● **What this task involves**
Reproduce exactly the lines below, starting with the line that contains "the sun glow" and ending with the last line of the records, both included, and nothing else.
====================
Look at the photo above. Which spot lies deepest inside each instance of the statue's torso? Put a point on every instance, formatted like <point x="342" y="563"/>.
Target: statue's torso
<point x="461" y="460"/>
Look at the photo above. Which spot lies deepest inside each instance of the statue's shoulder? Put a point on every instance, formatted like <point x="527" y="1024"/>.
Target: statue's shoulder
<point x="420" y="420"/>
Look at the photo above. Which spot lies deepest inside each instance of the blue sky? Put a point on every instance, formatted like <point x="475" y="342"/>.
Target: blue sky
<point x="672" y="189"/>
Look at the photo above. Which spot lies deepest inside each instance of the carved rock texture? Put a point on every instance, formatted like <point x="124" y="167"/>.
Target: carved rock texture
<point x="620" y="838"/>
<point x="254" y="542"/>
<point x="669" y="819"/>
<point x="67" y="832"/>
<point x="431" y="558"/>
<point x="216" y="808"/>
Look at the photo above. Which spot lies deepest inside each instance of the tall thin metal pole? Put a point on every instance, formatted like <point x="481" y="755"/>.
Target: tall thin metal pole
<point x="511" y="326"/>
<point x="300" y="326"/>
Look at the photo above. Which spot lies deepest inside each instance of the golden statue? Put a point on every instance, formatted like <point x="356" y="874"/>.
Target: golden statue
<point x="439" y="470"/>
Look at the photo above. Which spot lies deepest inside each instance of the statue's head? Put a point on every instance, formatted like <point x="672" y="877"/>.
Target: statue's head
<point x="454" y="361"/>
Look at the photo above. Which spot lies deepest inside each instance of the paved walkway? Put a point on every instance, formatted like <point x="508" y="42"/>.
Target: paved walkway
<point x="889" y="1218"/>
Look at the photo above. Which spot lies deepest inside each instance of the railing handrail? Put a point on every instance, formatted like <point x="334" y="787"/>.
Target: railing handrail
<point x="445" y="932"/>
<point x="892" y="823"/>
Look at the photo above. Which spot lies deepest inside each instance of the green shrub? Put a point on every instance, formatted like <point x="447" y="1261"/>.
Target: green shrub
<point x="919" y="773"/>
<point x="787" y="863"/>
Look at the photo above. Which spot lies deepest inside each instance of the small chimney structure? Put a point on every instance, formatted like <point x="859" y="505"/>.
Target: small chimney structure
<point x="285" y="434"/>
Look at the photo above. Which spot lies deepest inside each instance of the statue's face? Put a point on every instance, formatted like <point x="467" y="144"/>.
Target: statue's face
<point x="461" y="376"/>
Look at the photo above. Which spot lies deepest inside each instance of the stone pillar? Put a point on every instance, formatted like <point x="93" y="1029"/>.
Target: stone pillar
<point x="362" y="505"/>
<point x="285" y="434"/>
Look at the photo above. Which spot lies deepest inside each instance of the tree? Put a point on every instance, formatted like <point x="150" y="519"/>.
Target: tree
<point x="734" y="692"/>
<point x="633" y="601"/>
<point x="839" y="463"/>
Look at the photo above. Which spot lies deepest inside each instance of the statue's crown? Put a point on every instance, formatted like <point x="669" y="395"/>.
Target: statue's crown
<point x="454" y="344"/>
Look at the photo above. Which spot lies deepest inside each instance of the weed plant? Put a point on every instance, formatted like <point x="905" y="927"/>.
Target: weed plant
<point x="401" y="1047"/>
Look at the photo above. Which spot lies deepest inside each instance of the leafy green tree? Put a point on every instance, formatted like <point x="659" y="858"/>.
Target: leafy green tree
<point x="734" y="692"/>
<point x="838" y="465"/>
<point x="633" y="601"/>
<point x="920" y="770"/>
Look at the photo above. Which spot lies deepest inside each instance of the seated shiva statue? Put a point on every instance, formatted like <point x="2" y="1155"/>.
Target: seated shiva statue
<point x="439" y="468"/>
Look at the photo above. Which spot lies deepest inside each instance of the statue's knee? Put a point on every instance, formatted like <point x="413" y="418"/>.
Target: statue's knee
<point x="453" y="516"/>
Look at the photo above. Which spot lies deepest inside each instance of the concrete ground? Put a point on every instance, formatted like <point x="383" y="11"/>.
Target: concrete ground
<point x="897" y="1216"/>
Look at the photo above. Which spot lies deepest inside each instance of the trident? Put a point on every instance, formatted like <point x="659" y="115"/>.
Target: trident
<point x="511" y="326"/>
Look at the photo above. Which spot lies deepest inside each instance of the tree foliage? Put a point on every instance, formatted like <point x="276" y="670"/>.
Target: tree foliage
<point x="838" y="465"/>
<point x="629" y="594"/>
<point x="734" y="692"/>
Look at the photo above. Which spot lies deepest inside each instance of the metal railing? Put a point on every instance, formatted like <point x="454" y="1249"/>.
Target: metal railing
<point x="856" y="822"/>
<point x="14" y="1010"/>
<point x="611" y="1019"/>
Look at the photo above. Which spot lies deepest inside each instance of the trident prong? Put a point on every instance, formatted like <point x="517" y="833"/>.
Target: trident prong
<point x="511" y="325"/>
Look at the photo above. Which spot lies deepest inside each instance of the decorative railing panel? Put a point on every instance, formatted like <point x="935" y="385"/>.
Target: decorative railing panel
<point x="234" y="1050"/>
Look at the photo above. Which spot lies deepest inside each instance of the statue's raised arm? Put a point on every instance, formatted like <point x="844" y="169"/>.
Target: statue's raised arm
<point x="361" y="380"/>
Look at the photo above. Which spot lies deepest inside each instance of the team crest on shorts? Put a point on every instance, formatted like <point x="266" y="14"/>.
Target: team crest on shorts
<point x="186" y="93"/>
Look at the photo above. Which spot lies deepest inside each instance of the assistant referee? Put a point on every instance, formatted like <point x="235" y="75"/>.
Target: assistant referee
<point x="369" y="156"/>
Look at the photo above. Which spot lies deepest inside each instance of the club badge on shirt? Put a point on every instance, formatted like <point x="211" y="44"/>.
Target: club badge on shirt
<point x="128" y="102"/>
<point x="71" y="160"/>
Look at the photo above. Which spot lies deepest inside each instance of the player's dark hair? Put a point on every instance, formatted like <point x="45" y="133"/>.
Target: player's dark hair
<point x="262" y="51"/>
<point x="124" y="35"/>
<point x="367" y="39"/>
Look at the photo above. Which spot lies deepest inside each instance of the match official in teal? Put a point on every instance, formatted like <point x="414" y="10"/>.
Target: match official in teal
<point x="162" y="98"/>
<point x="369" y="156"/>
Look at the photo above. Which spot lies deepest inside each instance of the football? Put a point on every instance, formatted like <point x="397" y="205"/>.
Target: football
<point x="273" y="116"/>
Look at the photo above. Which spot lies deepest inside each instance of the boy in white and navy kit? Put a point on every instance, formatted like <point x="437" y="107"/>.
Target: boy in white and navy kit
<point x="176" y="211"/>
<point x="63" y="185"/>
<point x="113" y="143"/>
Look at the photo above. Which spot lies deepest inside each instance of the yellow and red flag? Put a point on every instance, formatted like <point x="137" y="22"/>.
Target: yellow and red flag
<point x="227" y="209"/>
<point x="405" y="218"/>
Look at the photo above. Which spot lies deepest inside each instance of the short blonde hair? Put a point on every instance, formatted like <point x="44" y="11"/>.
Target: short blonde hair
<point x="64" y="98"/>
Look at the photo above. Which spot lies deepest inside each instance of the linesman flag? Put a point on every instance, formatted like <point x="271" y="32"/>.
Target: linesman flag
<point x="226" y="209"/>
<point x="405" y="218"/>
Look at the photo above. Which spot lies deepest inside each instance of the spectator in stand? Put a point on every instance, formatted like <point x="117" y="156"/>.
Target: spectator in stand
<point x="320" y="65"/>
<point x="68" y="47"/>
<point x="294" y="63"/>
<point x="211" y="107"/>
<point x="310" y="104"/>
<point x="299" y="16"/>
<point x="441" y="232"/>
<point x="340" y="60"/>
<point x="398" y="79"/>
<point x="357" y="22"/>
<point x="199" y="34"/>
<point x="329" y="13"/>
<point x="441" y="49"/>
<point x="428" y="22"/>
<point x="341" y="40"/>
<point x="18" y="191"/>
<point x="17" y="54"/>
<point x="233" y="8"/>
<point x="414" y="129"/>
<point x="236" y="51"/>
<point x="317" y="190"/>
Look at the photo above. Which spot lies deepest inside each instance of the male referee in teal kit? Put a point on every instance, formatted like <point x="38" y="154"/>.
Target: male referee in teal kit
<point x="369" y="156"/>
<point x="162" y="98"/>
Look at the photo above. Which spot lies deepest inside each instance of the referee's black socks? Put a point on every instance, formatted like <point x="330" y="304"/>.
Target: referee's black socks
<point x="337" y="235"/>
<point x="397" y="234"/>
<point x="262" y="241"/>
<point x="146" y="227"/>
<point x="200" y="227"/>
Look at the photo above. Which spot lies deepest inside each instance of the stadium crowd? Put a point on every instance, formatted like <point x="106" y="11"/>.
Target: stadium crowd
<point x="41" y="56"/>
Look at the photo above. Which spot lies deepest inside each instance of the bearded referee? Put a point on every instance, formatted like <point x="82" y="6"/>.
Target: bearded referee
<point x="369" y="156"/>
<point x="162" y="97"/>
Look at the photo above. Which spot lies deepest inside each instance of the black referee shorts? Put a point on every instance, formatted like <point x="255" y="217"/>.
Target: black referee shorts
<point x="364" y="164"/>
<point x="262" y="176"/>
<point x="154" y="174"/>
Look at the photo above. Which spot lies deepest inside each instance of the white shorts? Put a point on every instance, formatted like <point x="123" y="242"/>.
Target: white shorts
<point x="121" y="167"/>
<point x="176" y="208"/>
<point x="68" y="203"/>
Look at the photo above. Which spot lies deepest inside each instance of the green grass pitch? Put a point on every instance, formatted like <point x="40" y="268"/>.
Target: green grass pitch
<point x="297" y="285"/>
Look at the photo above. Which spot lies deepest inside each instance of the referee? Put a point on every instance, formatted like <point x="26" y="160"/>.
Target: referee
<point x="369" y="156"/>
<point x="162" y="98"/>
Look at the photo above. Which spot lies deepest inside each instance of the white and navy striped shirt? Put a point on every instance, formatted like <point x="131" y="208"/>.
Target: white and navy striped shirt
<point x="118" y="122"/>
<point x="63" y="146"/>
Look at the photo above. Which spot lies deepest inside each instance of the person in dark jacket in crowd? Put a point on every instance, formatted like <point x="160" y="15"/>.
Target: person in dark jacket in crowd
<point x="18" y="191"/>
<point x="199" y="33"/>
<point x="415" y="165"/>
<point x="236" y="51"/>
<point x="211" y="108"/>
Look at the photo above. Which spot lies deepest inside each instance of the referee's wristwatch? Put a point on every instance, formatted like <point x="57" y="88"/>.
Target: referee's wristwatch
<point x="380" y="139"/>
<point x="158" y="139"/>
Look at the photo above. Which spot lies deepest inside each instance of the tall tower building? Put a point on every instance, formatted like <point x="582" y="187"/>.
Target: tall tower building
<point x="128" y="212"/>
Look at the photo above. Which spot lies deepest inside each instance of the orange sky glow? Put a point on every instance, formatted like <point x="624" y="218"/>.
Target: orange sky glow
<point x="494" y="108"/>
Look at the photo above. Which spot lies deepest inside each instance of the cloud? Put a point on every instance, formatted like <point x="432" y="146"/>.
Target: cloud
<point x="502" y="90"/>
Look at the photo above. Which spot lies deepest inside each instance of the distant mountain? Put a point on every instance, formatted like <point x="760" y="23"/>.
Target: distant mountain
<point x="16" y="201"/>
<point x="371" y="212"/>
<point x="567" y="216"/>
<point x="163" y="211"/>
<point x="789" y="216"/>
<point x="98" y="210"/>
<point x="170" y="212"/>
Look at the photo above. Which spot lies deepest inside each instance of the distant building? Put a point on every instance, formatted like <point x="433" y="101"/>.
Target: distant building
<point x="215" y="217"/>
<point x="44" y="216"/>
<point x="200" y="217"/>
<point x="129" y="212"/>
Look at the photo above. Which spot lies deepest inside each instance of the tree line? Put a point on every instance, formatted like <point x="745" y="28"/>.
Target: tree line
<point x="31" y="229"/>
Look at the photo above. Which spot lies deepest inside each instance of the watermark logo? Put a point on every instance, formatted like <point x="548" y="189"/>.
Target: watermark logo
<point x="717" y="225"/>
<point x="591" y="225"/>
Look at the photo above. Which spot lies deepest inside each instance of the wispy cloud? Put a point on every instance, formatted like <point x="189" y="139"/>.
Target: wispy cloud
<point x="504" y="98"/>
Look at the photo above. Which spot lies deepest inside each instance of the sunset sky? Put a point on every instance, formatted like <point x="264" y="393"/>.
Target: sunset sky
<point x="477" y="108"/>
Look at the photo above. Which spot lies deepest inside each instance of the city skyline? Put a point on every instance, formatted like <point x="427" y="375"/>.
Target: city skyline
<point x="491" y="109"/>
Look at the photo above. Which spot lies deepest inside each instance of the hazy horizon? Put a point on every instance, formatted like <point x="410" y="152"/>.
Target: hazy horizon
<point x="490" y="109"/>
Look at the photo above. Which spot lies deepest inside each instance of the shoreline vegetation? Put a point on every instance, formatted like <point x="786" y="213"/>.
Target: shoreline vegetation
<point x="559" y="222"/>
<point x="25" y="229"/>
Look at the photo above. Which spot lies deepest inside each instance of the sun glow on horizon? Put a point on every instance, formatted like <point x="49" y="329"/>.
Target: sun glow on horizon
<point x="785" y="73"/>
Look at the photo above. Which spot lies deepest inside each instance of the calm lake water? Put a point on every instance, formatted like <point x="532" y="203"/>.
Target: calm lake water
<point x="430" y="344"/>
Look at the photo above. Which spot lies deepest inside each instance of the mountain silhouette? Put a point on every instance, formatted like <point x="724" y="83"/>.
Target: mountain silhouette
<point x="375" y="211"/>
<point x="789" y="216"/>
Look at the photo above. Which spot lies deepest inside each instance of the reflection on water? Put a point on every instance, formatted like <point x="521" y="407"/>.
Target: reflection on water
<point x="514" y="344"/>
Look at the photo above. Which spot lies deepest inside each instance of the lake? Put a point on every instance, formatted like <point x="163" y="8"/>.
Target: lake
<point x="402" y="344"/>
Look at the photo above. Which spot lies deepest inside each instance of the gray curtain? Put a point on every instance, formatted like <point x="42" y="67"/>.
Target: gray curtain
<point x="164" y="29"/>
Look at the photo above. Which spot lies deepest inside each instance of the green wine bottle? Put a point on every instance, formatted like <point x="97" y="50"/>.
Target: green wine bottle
====================
● **Right answer**
Look at the photo above. Which spot lies deepest inside each instance of the sun glow on horizon? Put a point on every instance, formatted like <point x="49" y="329"/>.
Target: sun glow on horizon
<point x="785" y="73"/>
Look at the photo above. Which spot lies deepest inside each instance of the calm lake water? Put a point on every instance, formatted like <point x="532" y="203"/>.
Target: calm lake water
<point x="430" y="344"/>
Look at the photo above. Which spot lies deepest inside each instance of the mountain silhouette? Put a point on every instance, formatted like <point x="724" y="83"/>.
Target: mountain silhouette
<point x="375" y="211"/>
<point x="789" y="216"/>
Look at the photo above. Which spot lies deepest inside each instance of the reflection on water? Put a point on every instance, formatted like <point x="521" y="407"/>.
Target: reflection on water
<point x="514" y="344"/>
Look at the photo above. Which spot lies deepest inside each instance of the lake? Put a point on every instance, formatted like <point x="163" y="8"/>.
Target: lake
<point x="402" y="344"/>
Look at the photo above. Which spot lies deepest inside each instance of the gray curtain? Put a point on every instance, formatted like <point x="42" y="67"/>.
Target: gray curtain
<point x="164" y="29"/>
Look at the photo above. Which spot lies deepest inside each instance of the green wine bottle? Put a point on every instance, formatted like <point x="97" y="50"/>.
Target: green wine bottle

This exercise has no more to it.